__Lesetext__
Neuwirth: KI ist ein breites Thema und auch wenn in letzter Zeit der Eindruck entsteht, dass KI etwas völlig Neues ist, beschäftigen sich in der ÖBB unterschiedliche Fachabteilungen schon seit Jahren mit Künstlicher Intelligenz. Die Einsatzgebiete sind vielfältig und bestehen zum Beispiel in den Themen der automatisierten Ressourcenplanung, Predictive Maintenance, Reiseplanung etc. Darüber hinaus gibt es auch sinnvolle Anwendungsgebiete von generativer KI. Der Vorteil besteht dabei in Effizienzsteigerungen, die sich am Ende für den Fahrgast in einem höheren Komfort und höherer Qualität der Leistungen niederschlagen.
BC: Was wollen Sie mit Ihrem Round Table beim Publikum erreichen, wofür möchten Sie eine besondere Awareness schaffen?

[Gespeicherte Dateneinträge]

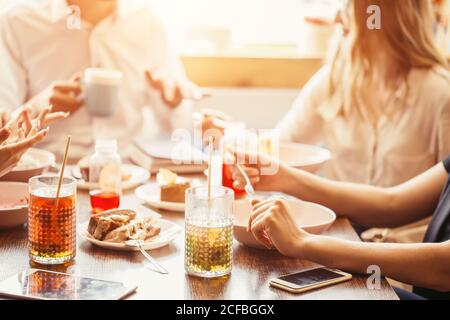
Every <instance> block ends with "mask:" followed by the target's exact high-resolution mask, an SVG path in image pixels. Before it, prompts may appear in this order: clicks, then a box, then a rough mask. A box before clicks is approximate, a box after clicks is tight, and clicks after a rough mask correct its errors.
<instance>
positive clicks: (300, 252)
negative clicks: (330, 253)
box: [295, 231, 320, 261]
mask: <svg viewBox="0 0 450 320" xmlns="http://www.w3.org/2000/svg"><path fill="white" fill-rule="evenodd" d="M301 232H302V233H304V234H303V235H302V236H301V237H299V238H298V239H297V240H296V243H295V248H296V252H297V258H300V259H304V260H309V261H314V260H315V259H314V254H317V253H318V252H319V250H320V249H319V248H320V246H319V244H320V239H319V238H318V237H317V236H315V235H311V234H309V233H306V232H304V231H301Z"/></svg>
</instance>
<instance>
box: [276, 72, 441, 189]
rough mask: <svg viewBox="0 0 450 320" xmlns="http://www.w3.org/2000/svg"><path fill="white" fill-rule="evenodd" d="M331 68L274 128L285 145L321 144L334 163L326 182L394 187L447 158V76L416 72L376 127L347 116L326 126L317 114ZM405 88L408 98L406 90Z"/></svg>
mask: <svg viewBox="0 0 450 320" xmlns="http://www.w3.org/2000/svg"><path fill="white" fill-rule="evenodd" d="M328 75H329V68H328V67H324V68H322V69H321V70H320V71H319V72H318V73H317V74H316V75H315V76H314V77H313V78H312V79H311V80H310V81H309V83H307V85H306V86H305V87H304V88H303V90H302V92H301V93H300V95H299V97H298V98H297V100H296V101H295V103H294V105H293V107H292V109H291V110H290V112H289V113H288V114H287V115H286V116H285V117H284V119H282V121H281V122H280V123H279V124H278V129H279V130H280V135H281V137H282V139H283V140H288V141H294V142H299V143H310V144H324V145H325V147H326V148H328V149H329V150H330V151H331V153H332V155H333V158H332V160H331V161H329V162H328V163H327V164H326V165H325V167H324V175H325V176H326V177H328V178H331V179H335V180H340V181H349V182H358V183H365V184H371V185H378V186H393V185H397V184H399V183H402V182H404V181H406V180H409V179H410V178H412V177H414V176H416V175H418V174H419V173H422V172H423V171H425V170H427V169H429V168H430V167H432V166H433V165H435V164H436V163H438V162H439V161H441V160H443V159H444V158H445V157H446V156H447V155H449V154H450V75H449V72H448V71H447V70H444V69H434V70H427V69H414V70H412V71H411V72H410V74H409V76H408V80H407V83H404V84H403V85H402V86H401V87H400V88H399V89H398V90H397V91H396V92H395V96H394V99H392V100H391V102H390V103H391V104H392V105H391V106H389V110H393V113H392V114H390V115H389V117H381V118H380V119H379V121H378V123H377V125H376V126H375V127H374V126H373V125H371V124H369V123H367V122H365V121H362V120H361V117H360V116H358V115H357V114H356V111H355V112H354V113H351V114H350V116H348V117H345V118H344V117H342V116H339V117H336V118H334V119H333V120H329V121H326V120H325V119H324V118H323V117H322V116H321V115H320V113H319V112H318V108H319V106H321V105H322V103H323V102H324V101H325V98H326V96H327V85H328ZM407 87H409V90H408V94H407V99H406V102H405V99H404V90H407Z"/></svg>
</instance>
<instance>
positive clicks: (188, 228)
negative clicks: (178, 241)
mask: <svg viewBox="0 0 450 320" xmlns="http://www.w3.org/2000/svg"><path fill="white" fill-rule="evenodd" d="M233 205H234V192H233V190H231V189H229V188H224V187H221V186H216V187H212V188H211V196H210V197H208V189H207V187H204V186H201V187H194V188H190V189H188V190H187V191H186V219H185V221H186V232H185V236H186V243H185V245H186V248H185V269H186V272H187V273H188V274H190V275H194V276H198V277H205V278H214V277H221V276H224V275H227V274H229V273H230V272H231V268H232V263H233Z"/></svg>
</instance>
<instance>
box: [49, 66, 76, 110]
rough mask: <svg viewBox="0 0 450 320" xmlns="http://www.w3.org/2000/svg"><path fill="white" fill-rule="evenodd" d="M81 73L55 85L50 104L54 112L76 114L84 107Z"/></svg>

__Aufgabenstellung__
Kannst du den Abschnitt des Interviews über KI bei der ÖBB von „Neuwirth: KI ist“ bis einschließlich „der Leistungen niederschlagen.“ erneut wiedergeben und dabei „Fahrgast“ in „Kunden“ umbenennen? Die Datensätze spielen hierbei keine Rolle.

__Antwortfeld__
Neuwirth: KI ist ein breites Thema und auch wenn in letzter Zeit der Eindruck entsteht, dass KI etwas völlig Neues ist, beschäftigen sich in der ÖBB unterschiedliche Fachabteilungen schon seit Jahren mit Künstlicher Intelligenz. Die Einsatzgebiete sind vielfältig und bestehen zum Beispiel in den Themen der automatisierten Ressourcenplanung, Predictive Maintenance, Reiseplanung etc. Darüber hinaus gibt es auch sinnvolle Anwendungsgebiete von generativer KI. Der Vorteil besteht dabei in Effizienzsteigerungen, die sich am Ende für den Kunden in einem höheren Komfort und höherer Qualität der Leistungen niederschlagen.